*Exercise*
Return only the line that contains "OBJECT = woman's lips" and each line after it, through the last line of the data below, copied exactly.

*Records for the exercise*
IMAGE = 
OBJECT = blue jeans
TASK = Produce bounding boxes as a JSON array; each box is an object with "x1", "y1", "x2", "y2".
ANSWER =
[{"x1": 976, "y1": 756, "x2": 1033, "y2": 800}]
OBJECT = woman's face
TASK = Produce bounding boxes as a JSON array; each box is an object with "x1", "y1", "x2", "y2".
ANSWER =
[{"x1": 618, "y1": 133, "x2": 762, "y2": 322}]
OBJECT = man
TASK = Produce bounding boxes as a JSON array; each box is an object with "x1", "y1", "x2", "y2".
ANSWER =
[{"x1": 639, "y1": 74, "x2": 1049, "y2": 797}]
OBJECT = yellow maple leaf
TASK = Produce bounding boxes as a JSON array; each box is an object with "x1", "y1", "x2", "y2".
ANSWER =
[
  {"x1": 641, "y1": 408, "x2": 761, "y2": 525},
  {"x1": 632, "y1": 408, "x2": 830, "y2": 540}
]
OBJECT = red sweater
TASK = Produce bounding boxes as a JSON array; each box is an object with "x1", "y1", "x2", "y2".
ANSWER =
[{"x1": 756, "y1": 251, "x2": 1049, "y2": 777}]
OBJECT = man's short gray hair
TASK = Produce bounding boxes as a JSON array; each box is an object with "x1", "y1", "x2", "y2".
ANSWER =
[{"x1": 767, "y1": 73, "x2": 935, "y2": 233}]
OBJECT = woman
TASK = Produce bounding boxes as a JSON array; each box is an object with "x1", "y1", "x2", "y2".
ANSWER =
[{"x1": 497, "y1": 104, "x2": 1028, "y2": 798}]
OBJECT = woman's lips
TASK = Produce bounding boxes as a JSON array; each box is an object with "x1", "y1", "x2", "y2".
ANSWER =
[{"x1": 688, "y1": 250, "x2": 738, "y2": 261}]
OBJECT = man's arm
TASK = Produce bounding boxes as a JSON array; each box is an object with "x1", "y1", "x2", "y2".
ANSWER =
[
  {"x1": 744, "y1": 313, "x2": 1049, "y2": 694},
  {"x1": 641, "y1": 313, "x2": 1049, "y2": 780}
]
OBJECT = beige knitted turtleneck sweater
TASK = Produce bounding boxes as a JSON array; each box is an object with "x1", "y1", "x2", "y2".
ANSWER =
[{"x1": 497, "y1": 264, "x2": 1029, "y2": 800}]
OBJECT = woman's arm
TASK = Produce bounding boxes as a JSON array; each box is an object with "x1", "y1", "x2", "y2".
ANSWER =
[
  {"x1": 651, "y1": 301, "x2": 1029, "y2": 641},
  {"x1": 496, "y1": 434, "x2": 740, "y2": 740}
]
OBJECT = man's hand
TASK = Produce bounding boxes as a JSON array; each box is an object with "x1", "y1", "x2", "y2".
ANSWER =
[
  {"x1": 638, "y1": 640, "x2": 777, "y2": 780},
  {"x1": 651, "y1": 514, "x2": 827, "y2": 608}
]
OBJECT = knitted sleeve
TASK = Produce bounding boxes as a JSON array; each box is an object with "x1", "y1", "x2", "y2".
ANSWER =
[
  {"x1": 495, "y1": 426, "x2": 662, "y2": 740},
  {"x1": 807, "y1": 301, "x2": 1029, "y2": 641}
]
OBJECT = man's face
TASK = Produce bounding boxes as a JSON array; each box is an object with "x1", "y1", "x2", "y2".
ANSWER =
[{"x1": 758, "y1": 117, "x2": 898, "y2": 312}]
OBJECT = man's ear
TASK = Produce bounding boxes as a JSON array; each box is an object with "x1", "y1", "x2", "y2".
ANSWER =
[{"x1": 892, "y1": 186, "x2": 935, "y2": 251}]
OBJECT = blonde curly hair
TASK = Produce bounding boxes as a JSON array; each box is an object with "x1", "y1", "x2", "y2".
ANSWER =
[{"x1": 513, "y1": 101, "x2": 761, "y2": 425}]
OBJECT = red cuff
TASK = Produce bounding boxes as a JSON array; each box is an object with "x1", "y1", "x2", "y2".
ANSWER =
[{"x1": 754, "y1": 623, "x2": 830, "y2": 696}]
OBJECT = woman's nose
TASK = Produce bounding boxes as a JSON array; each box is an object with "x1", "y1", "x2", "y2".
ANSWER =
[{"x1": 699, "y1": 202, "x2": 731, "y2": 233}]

*Completed exercise*
OBJECT = woman's lips
TASK = Produce bounding boxes as a JSON array; each box is an object with "x1", "y1", "x2", "y2".
ANSWER =
[{"x1": 688, "y1": 250, "x2": 738, "y2": 261}]
OBJECT = man's arm
TASK = Produce bounding boxes as a JSON array; each box is an object with "x1", "y1", "x2", "y2".
ANSWER =
[
  {"x1": 744, "y1": 313, "x2": 1049, "y2": 694},
  {"x1": 641, "y1": 313, "x2": 1049, "y2": 780}
]
OBJECT = beige knitted turtleneck sweater
TASK = Produce bounding boxes as a JSON array; each box is an object with "x1", "y1", "x2", "y2".
ANSWER =
[{"x1": 497, "y1": 264, "x2": 1029, "y2": 800}]
OBJECT = woman's arm
TASK = Produce bounding boxes as a JSON array; each box is an object with "x1", "y1", "x2", "y2".
ANSWER =
[
  {"x1": 651, "y1": 301, "x2": 1029, "y2": 641},
  {"x1": 496, "y1": 434, "x2": 740, "y2": 740}
]
OBJECT = man's hand
TASK = Produce bounding boxes as a JSON array; each box is an object with "x1", "y1", "x2", "y2".
ANSWER =
[
  {"x1": 638, "y1": 640, "x2": 777, "y2": 780},
  {"x1": 651, "y1": 514, "x2": 827, "y2": 608}
]
OBJECT = knitted sleeve
TASK = Produce bounding boxes as a JSON array; each box is an object with "x1", "y1", "x2", "y2".
ANSWER =
[
  {"x1": 495, "y1": 426, "x2": 662, "y2": 740},
  {"x1": 807, "y1": 301, "x2": 1029, "y2": 641}
]
OBJECT = man's face
TASK = Produce bounding boxes as a JSON array; each box is an object with "x1", "y1", "x2", "y2".
ANSWER =
[{"x1": 758, "y1": 117, "x2": 898, "y2": 312}]
OBJECT = man's ear
TASK = Produce bounding boxes as a JSON array; each box is an object with "x1", "y1", "x2", "y2".
ANSWER =
[{"x1": 892, "y1": 186, "x2": 935, "y2": 251}]
OBJECT = blonde curly hair
TASK = Produce bounding boxes as a JSON array; each box is an object with "x1", "y1", "x2", "y2".
ANSWER =
[{"x1": 513, "y1": 101, "x2": 761, "y2": 425}]
OBJECT = red cuff
TASK = Produce bounding boxes as a JSON array; each box is an object with "x1", "y1", "x2", "y2".
ANSWER =
[{"x1": 754, "y1": 623, "x2": 830, "y2": 696}]
OBJECT = woman's nose
TASK = Produce bounding boxes as a JSON array; each box is an object with "x1", "y1", "x2", "y2".
ANSWER =
[{"x1": 699, "y1": 202, "x2": 731, "y2": 233}]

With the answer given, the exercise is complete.